- EXERCISE GOAL: List each line in the records below that contains the string "boat".

- PROVIDED RECORDS:
--- BEGIN ---

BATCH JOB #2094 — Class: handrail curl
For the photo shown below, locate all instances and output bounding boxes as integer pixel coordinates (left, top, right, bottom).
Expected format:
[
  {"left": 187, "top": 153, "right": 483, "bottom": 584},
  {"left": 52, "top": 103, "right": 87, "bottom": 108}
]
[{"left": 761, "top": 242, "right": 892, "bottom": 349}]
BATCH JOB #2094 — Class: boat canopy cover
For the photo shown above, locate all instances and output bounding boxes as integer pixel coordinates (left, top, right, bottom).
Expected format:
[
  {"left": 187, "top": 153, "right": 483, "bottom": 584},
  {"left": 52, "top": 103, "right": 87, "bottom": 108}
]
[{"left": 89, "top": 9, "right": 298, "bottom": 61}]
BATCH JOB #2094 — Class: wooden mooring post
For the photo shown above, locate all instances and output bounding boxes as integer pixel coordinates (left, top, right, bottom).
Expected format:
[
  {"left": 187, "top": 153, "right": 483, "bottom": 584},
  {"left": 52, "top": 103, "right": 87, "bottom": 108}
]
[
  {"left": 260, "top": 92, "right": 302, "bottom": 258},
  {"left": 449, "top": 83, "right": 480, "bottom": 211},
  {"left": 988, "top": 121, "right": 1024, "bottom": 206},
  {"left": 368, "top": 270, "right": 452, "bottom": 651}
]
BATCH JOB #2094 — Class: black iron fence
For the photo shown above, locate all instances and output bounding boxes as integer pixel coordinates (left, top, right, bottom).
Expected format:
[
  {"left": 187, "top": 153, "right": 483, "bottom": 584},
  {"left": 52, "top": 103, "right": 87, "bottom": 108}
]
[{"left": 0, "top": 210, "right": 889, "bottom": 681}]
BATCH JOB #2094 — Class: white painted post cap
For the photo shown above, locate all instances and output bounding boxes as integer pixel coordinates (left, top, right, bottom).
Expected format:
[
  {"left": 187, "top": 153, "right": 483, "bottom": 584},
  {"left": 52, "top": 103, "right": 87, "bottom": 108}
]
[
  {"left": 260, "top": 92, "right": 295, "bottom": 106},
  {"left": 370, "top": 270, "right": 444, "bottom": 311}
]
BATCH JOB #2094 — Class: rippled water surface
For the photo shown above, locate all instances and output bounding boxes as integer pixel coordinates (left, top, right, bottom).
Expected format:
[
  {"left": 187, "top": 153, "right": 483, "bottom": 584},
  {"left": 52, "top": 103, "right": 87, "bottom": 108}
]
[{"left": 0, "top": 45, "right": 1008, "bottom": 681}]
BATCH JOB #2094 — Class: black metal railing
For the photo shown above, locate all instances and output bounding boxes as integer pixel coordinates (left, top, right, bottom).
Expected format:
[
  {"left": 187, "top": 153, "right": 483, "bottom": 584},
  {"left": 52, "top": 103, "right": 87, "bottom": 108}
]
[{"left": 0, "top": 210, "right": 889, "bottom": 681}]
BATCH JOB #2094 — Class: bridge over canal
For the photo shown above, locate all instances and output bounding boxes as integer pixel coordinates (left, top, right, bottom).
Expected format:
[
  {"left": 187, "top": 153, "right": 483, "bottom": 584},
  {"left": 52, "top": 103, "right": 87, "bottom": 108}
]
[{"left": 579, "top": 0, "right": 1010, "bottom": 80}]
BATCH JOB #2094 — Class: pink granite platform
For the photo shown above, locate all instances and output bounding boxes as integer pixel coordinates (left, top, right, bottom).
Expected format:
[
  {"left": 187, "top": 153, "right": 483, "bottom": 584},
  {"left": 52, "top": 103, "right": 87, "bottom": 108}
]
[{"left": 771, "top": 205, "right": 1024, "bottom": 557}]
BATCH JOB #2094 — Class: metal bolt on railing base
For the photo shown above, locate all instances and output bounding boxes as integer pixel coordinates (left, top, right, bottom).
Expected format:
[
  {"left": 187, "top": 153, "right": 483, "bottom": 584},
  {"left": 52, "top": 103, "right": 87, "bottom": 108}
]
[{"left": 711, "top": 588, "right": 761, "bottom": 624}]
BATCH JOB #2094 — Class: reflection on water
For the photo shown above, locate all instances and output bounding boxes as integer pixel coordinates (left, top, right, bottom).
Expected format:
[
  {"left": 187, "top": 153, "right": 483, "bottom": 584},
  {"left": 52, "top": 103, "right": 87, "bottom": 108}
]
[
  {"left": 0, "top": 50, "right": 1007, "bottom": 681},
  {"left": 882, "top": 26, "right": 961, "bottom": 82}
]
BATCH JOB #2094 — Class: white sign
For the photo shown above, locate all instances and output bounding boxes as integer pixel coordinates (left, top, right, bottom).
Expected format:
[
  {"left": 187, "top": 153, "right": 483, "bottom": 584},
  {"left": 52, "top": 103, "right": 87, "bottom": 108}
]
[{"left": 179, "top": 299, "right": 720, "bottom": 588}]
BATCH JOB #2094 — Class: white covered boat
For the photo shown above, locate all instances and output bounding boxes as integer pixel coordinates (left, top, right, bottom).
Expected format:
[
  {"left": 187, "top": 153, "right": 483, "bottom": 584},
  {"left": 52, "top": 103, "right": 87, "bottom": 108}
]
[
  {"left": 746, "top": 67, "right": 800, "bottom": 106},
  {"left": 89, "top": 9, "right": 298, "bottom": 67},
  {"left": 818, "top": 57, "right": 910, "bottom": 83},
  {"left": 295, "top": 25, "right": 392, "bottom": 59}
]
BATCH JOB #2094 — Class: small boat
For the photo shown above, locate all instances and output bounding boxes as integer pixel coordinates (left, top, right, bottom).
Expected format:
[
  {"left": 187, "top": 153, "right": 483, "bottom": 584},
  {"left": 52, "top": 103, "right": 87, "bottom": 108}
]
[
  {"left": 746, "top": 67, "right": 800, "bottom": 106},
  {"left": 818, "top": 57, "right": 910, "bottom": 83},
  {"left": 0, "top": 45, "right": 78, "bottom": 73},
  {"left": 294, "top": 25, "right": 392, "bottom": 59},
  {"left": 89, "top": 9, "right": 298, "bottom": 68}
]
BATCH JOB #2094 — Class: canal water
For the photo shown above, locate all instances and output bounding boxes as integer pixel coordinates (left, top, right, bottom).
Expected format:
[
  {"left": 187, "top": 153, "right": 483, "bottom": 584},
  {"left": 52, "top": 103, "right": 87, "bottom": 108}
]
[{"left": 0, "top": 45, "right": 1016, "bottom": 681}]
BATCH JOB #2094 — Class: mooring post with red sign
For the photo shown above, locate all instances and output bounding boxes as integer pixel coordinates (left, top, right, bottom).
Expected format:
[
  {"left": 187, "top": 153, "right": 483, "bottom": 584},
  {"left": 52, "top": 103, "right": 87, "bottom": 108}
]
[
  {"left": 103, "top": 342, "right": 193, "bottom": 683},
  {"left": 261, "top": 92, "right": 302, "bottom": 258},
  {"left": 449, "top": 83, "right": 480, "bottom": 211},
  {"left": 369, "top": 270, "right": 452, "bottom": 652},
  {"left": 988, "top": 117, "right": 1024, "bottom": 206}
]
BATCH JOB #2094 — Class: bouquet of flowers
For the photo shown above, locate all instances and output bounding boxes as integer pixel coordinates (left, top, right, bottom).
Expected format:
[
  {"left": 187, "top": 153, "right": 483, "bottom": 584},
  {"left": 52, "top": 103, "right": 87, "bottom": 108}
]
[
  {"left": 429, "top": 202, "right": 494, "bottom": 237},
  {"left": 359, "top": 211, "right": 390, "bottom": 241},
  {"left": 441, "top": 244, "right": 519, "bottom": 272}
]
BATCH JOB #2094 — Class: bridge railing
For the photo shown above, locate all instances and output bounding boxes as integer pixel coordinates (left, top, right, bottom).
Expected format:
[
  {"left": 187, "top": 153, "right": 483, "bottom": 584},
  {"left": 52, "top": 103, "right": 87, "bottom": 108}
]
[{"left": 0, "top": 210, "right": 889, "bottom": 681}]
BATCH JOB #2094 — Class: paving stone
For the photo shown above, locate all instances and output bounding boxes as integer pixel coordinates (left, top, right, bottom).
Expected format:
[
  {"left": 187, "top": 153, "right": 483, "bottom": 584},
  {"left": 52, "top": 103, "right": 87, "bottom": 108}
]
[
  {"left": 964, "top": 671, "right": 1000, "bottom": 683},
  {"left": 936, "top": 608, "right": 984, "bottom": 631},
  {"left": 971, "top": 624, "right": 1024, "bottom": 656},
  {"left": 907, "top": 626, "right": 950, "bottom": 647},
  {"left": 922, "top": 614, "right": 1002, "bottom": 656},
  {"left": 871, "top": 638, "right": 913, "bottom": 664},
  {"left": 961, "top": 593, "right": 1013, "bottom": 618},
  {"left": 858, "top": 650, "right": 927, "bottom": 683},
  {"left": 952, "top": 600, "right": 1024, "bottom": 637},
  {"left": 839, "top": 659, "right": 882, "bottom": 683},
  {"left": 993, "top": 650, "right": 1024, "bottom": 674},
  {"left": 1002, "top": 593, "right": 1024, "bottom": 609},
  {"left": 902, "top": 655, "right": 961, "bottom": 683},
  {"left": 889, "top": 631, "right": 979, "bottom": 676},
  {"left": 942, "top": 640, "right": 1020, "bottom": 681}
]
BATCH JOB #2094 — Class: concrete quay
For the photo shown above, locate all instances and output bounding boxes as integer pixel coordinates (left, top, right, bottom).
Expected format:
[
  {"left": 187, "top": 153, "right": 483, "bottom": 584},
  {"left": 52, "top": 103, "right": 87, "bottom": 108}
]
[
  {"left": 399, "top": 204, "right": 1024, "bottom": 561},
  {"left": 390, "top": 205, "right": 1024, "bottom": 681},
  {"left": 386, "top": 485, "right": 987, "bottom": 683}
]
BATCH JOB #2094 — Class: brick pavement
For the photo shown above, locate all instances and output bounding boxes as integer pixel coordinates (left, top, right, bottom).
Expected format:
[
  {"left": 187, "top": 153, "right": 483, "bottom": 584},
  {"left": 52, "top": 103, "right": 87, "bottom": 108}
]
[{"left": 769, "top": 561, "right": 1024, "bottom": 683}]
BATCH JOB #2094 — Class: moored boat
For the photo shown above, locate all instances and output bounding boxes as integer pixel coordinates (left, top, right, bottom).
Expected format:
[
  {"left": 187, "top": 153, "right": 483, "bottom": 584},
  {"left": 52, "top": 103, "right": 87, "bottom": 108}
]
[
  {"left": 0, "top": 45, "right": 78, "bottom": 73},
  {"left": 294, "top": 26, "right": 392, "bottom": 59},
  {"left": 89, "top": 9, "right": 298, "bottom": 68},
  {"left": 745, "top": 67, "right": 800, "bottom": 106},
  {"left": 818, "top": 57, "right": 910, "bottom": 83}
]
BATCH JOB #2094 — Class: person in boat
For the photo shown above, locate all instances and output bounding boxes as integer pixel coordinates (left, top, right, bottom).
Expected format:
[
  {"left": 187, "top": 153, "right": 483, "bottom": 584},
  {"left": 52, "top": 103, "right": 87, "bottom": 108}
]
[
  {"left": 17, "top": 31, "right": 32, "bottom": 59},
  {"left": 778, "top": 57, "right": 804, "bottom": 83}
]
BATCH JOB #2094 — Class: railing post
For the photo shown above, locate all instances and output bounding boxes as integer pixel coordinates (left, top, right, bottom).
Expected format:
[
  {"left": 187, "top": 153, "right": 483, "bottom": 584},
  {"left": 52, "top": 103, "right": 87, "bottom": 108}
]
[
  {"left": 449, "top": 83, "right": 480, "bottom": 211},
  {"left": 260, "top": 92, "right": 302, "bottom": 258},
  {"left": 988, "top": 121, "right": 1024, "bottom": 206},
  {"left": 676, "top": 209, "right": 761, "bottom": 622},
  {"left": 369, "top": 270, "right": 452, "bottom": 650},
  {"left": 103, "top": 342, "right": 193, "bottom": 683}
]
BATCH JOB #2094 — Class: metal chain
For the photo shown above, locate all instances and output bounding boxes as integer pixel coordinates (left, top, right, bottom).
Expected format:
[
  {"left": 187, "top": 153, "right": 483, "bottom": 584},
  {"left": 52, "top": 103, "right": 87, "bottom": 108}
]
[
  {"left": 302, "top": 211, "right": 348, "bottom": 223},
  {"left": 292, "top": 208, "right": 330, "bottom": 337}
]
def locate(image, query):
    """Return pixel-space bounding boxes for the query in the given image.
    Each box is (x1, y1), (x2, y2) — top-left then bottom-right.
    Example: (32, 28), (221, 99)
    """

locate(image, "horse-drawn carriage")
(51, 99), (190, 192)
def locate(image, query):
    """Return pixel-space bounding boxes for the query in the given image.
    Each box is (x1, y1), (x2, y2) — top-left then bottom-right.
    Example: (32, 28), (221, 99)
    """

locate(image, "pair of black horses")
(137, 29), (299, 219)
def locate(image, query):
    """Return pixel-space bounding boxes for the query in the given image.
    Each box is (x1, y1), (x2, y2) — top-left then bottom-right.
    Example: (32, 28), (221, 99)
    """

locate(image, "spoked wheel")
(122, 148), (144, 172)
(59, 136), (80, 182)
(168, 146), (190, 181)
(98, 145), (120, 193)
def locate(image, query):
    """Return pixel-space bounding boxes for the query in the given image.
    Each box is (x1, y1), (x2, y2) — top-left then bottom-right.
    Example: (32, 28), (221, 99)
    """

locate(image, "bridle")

--- END ---

- RESPONSE TO THE TASK:
BATCH JOB #2094 — Class: boat canopy cover
BATCH JOB #2094 — Class: white covered boat
BATCH JOB #2094 — Class: small boat
BATCH JOB #2094 — Class: moored boat
BATCH JOB #2094 — Class: person in boat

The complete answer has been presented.